→ **Excerpted passage**

Syntax
Int( function , variable , a , b [ , tolerance ] )
Examples
Int( x ^ 2 , x , 1 , 2 ) = 2.333... (all decimals correct)
Description
Gauss integral approximations are precise. The only method that produces better results is symbolic analysis of commercial software,
such as Maple or Mathematica. These use advanced symbolic derivation techniques to represent the integrals and then
evaluate expressions to provide an exact integral value or a very high precision.
The Expression Calculator is no rival to this software. It does integral approximations with Gauss quadrature method combined with
a rather recent (1980-s) technique, developed at the University of Geneva. The value of integrals is an approximation,
even if in most cases all decimals shown are found to be exact.
The Expression Calculator uses the Tegral embedded quadrature formulas method. The main idea is to approximate the functions' integrals
with an order 30 quadrature formula, which is calculated using Legendre's orthogonal polynomials. Two embedded quadrature
formulas are extracted from the order 30, one of order 14 and another of order 6. All formulas are symmetric. The integral
for the elementary interval is calculated from the order 30 quadrature formula, the maximum errors committed during the
calculation using the other two. Thus (and this is very different from classic Gauss integration methods) the program
knows exactly the maximum error it makes and can check the tolerance for the integral's result.

→ **Available data**
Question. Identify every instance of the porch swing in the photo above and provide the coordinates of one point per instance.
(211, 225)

→ **Written problem A**
Translate this sentence from the help page on the Int function into Spanish: "The value of integrals is an approximation, even if in most cases all decimals shown are found to be exact."
→ **Written problem B**
Continue the help page on the Int function, starting after its final sentence.

→ **Expected answer A**
El valor de las integrales es una aproximación, aunque en la mayoría de los casos todos los decimales mostrados resultan ser exactos.

→ **Expected answer B**
Gauss is calculated for an interval [ a , b ] without using the bounds. If the error committed satisfies the given tolerance,
the integral's value is kept as final. If not, the interval is divided into two equal parts and the Gauss integral is calculated
again. In case the sum of the absolute values of all errors does not match the tolerance, Tegral will look for the interval
that has the worst error and divide it into two parts. The algorithm recurses until a tolerated error value is reached.
The enhancements to Tegral are made through the Epsilon Algorithm (followed by Square Aitken's Delta theory, 1926), which
aims to find a faster parallel series that converges to the integral value. The Epsilon Algorithm is excellent, but huge
matrix determinants are to be calculated. The Expression Calculator uses a discovery of P. Wynn in 1936, which makes all this as simple
as a Pascal triangle. Details and demonstrations for the mathematical theories can be found in
C. Berezinsky, 1977 - "Accélération de la Convergence en Analyse Numérique", Lecture Notes in Mathematics, Nr. 584, Springer-Verlag
.
Notes
The Gauss integrals are never calculated on the interval bounds. For example, the famous Euler's Gamma integral
Int( Log( Log( 1 / x ) ) , x , 0 , 1 ) = -0.577215664901533
yields all decimals correct.
This function tends to infinity in x = 1 and has virtually no convergent values that could be used in
points close to x = 1.